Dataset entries
○ ○ ○ ○

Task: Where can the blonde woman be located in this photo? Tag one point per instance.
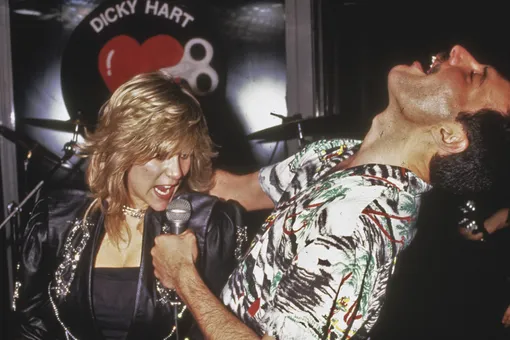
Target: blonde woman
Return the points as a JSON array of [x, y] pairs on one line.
[[86, 270]]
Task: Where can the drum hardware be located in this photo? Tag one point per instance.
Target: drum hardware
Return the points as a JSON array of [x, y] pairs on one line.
[[73, 125], [68, 153], [32, 148], [295, 127]]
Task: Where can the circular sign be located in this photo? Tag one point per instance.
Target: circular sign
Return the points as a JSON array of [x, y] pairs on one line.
[[121, 39]]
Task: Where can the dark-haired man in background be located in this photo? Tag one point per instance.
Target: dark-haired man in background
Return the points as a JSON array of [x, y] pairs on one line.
[[344, 209]]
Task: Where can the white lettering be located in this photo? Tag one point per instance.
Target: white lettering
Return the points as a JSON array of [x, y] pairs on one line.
[[163, 11], [108, 12], [149, 7], [132, 5], [104, 19], [121, 10], [97, 24], [187, 18], [176, 14]]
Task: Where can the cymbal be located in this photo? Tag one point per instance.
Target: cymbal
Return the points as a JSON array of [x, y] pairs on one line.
[[59, 125], [322, 127], [28, 144]]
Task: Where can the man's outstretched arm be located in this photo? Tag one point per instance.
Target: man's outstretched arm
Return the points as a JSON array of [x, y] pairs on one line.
[[244, 189], [174, 267]]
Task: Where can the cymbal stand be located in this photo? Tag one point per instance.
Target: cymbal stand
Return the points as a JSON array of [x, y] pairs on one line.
[[68, 153]]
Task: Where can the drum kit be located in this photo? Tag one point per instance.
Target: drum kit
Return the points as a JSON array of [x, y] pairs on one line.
[[31, 149], [293, 127]]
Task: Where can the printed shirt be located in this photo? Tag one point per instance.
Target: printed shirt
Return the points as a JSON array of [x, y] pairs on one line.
[[319, 266]]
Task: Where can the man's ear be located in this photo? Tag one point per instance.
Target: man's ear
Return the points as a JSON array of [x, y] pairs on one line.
[[450, 138]]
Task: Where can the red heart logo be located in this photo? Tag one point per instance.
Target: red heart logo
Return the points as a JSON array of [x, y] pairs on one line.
[[122, 57]]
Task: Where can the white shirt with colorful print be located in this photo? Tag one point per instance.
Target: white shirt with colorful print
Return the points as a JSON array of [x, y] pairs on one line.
[[318, 268]]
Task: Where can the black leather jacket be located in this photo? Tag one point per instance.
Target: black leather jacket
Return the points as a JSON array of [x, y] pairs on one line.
[[54, 296]]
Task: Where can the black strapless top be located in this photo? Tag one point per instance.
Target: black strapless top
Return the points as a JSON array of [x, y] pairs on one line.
[[114, 294]]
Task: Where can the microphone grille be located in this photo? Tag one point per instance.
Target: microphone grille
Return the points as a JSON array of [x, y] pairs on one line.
[[178, 210]]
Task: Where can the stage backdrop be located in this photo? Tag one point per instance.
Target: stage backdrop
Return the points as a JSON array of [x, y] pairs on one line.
[[69, 55]]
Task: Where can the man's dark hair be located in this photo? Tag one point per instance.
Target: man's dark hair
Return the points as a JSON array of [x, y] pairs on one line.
[[484, 167]]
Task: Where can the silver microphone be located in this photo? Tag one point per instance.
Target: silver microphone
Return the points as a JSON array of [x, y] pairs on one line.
[[178, 213]]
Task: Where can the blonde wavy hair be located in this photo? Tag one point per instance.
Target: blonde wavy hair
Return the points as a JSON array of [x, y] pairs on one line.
[[150, 116]]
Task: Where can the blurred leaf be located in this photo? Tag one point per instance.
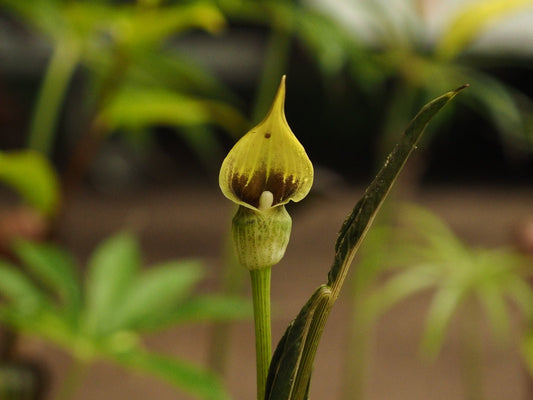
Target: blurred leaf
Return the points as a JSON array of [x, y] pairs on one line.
[[112, 268], [443, 306], [134, 107], [155, 24], [471, 21], [54, 268], [290, 371], [206, 308], [184, 376], [31, 175], [22, 295], [155, 294], [175, 71], [402, 285]]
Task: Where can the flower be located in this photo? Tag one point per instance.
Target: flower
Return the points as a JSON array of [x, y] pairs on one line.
[[267, 167]]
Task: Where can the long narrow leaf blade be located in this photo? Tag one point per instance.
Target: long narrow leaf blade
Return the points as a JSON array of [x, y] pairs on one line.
[[290, 370], [359, 221]]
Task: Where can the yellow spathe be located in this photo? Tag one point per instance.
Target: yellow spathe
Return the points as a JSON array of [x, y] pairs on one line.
[[268, 158]]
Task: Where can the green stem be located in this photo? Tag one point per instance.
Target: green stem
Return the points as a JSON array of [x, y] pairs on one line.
[[72, 380], [263, 336], [64, 59]]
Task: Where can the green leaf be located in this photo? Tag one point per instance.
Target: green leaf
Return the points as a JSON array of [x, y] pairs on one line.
[[55, 269], [32, 177], [184, 376], [292, 363], [22, 295], [444, 303], [155, 294], [203, 308], [471, 21], [296, 351], [135, 107], [112, 268]]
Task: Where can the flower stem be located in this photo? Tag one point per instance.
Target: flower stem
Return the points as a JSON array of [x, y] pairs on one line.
[[263, 341]]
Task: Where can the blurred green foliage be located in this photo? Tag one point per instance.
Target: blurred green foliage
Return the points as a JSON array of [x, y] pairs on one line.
[[418, 253], [31, 175], [103, 315]]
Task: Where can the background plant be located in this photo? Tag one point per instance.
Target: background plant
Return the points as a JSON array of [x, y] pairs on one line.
[[417, 253], [104, 315]]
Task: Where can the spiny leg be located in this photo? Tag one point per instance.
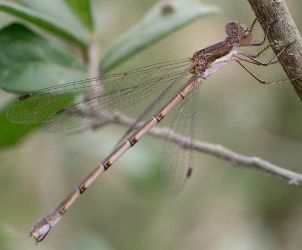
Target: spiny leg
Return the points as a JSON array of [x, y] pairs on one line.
[[251, 59], [261, 80]]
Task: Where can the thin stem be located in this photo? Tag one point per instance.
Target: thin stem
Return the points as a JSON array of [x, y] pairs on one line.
[[293, 178], [282, 31]]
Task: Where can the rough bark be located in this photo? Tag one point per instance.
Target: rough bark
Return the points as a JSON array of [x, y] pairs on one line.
[[275, 17]]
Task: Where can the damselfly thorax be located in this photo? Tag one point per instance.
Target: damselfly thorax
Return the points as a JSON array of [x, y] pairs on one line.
[[61, 106]]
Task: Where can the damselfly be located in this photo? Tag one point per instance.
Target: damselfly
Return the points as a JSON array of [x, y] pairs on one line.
[[71, 105]]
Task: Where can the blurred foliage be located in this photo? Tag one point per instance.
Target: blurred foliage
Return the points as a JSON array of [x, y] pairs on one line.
[[29, 61], [46, 42]]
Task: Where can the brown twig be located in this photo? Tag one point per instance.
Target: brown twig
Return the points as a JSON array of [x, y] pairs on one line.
[[275, 17], [293, 178]]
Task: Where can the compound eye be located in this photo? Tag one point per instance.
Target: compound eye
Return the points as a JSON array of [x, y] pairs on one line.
[[246, 37], [232, 29]]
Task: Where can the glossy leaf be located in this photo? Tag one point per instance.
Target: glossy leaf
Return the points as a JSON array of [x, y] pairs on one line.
[[29, 62], [42, 21], [82, 8], [160, 21]]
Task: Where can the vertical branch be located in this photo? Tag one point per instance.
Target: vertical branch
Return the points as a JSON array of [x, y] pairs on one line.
[[275, 17]]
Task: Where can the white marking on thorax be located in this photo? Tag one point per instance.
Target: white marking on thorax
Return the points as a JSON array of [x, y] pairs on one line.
[[219, 63]]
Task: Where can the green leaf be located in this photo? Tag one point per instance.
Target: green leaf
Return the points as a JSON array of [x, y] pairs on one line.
[[158, 23], [82, 8], [29, 62], [43, 22]]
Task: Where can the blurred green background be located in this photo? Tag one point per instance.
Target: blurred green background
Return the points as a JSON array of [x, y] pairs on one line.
[[222, 207]]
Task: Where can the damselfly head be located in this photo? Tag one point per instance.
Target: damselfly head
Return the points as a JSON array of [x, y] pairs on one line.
[[238, 34]]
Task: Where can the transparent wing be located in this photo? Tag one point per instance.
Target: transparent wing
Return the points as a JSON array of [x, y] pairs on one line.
[[63, 107], [177, 163]]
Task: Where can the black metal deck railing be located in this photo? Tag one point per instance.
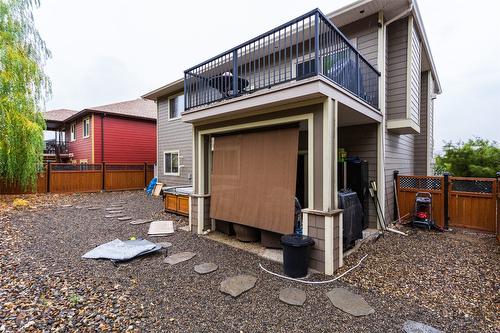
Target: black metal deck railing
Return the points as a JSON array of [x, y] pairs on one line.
[[55, 147], [306, 46]]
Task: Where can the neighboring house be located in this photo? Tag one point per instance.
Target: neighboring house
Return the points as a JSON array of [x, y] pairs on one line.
[[264, 122], [123, 132]]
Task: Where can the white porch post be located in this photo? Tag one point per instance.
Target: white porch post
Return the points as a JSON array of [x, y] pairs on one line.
[[330, 110], [201, 183], [381, 57]]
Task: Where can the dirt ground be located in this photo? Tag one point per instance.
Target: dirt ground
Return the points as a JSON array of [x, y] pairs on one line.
[[449, 281]]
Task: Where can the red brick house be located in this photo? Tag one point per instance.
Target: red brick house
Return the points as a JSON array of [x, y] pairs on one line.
[[123, 132]]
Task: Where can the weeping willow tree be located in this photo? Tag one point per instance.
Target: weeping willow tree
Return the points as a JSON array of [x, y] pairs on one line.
[[24, 88]]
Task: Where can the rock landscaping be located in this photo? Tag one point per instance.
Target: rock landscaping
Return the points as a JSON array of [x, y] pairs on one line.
[[292, 296], [205, 268], [448, 282], [237, 285]]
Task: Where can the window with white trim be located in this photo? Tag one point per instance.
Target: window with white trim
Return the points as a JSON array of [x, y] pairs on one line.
[[171, 163], [175, 107], [86, 127], [73, 131]]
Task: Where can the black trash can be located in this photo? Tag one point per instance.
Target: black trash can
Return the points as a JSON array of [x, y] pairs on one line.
[[296, 252]]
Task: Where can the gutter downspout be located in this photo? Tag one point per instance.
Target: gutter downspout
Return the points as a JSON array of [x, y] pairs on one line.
[[102, 137]]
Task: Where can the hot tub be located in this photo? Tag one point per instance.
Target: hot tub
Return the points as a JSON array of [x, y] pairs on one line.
[[176, 199]]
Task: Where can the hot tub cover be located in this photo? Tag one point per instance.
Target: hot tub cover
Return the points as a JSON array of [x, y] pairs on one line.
[[122, 250]]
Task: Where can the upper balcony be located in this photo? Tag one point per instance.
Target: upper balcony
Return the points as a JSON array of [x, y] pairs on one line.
[[310, 45]]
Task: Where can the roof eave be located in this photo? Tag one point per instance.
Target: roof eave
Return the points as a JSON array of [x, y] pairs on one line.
[[164, 90], [420, 26]]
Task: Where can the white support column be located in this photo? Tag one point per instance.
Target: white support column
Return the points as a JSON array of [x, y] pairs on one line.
[[329, 234], [341, 239], [328, 136], [329, 184], [305, 224], [201, 212], [335, 155], [381, 129], [201, 183], [190, 215]]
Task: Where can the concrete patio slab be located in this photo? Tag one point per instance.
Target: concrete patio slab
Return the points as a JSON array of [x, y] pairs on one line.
[[205, 268], [237, 285], [349, 302], [292, 296], [161, 228], [179, 257]]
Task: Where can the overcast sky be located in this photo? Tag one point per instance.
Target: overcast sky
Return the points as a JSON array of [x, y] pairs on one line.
[[105, 51]]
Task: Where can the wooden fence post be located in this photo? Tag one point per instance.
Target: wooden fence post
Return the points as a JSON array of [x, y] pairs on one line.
[[446, 198], [103, 176], [48, 176]]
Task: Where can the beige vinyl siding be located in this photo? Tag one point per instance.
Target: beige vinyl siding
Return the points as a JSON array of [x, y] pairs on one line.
[[414, 77], [366, 33], [361, 141], [421, 144], [399, 155], [397, 57], [174, 135], [431, 127]]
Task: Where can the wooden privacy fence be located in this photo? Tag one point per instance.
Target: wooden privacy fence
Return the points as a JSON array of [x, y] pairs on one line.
[[40, 187], [68, 177], [456, 201]]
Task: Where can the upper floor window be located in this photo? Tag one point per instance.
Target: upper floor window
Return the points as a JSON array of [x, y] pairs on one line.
[[171, 163], [73, 132], [175, 107], [86, 127]]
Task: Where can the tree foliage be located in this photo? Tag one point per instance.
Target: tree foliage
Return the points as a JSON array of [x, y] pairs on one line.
[[23, 89], [474, 158]]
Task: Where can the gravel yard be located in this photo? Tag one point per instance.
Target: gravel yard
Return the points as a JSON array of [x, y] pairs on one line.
[[449, 281]]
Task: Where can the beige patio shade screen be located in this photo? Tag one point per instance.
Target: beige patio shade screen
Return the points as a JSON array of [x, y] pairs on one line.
[[253, 179]]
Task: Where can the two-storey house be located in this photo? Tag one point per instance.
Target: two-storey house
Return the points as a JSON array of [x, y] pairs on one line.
[[262, 123]]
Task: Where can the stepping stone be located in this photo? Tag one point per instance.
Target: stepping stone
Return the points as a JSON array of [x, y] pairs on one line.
[[185, 228], [179, 257], [293, 296], [114, 215], [349, 302], [411, 326], [114, 208], [161, 228], [164, 245], [237, 285], [205, 268], [136, 222]]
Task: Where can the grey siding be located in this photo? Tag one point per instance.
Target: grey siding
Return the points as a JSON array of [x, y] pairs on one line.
[[421, 142], [399, 155], [397, 57], [366, 33], [414, 76], [361, 141], [174, 135]]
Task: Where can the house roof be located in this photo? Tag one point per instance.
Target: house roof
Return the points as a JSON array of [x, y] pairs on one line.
[[165, 90], [58, 115], [342, 16], [392, 10], [137, 108]]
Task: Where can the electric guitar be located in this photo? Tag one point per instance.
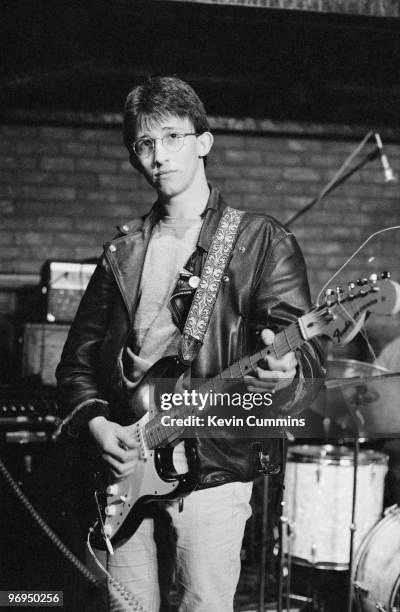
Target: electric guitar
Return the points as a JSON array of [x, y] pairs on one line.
[[121, 505]]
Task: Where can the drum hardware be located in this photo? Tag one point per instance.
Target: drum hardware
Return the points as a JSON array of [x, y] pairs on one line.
[[363, 401]]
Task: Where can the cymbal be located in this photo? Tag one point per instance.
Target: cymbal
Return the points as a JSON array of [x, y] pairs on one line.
[[360, 398]]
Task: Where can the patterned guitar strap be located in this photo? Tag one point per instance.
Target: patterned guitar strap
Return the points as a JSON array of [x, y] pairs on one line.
[[206, 293]]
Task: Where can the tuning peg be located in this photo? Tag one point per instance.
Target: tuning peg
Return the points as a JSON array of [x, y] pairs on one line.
[[339, 293], [330, 297]]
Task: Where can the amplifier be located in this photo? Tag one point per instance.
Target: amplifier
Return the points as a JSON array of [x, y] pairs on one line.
[[63, 284], [42, 348]]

○ ○ ○ ○

## DIRECTIONS FOR THIS TASK
Please give the number of lines above that hold the word "overcast", and only that number.

## YOUR SOLUTION
2